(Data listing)

== == ==

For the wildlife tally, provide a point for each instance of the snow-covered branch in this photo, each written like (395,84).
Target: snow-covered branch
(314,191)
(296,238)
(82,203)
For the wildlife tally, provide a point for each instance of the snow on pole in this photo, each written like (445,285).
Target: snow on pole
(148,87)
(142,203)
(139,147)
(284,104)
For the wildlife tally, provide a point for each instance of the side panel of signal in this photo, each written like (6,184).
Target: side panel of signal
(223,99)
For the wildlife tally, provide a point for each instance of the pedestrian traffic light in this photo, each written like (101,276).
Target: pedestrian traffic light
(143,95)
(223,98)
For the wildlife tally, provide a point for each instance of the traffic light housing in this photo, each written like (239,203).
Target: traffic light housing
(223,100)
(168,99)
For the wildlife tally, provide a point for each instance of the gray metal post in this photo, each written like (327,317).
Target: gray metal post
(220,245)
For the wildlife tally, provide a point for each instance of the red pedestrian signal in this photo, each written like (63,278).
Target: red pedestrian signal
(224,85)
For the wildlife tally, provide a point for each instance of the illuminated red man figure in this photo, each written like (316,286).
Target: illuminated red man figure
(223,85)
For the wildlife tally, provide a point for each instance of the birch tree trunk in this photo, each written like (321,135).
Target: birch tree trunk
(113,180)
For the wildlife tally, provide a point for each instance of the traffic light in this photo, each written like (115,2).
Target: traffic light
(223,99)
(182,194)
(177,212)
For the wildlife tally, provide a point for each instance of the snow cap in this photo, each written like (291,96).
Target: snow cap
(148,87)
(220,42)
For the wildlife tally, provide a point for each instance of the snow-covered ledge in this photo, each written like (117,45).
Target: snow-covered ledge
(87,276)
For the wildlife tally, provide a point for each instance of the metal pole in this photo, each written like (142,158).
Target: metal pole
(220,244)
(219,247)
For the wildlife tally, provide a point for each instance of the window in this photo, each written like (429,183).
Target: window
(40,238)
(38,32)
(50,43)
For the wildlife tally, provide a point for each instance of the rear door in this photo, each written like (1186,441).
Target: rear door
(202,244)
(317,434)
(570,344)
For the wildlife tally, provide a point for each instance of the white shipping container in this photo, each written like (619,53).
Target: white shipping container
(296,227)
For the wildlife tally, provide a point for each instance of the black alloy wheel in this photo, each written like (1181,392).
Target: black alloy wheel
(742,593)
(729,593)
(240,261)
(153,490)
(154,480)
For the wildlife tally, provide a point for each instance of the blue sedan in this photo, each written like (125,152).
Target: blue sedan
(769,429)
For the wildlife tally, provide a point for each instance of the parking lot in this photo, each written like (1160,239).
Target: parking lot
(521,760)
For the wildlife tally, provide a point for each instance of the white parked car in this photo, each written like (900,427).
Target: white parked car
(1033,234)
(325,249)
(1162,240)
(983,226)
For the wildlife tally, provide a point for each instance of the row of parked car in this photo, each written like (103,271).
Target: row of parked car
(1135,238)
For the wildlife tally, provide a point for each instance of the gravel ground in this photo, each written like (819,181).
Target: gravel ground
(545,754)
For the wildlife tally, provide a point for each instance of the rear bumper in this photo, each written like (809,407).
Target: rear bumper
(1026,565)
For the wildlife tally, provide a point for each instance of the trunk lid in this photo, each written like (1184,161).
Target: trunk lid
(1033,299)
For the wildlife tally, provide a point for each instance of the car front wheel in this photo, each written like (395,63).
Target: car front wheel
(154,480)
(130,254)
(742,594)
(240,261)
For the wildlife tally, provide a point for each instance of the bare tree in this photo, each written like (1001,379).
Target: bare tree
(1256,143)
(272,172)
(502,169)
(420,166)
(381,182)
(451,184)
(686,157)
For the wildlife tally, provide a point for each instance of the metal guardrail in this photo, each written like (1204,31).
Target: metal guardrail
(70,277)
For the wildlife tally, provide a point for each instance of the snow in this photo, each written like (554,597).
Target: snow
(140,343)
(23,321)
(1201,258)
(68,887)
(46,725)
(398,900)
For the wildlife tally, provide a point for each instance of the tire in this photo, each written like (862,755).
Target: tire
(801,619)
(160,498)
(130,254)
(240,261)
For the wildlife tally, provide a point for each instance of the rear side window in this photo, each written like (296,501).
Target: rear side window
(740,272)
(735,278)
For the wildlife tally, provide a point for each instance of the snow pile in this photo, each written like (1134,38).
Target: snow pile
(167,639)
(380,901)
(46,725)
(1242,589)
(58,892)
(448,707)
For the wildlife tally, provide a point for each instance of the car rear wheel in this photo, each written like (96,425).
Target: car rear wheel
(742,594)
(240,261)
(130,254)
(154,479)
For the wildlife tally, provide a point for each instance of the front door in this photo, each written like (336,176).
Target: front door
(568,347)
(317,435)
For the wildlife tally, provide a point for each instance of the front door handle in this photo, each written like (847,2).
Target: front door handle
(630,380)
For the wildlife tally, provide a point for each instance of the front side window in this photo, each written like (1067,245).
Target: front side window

== == ==

• Goal
Starting with the line that holds "written like (1067,245)." and going on through the end of the entries, write those lines out again, swapping "front side window" for "rear side window" and leaving everything else unchanged.

• Response below
For the wildlife tally, provide a point for each instance of the rear side window in this photo, each written like (1067,245).
Target: rear side window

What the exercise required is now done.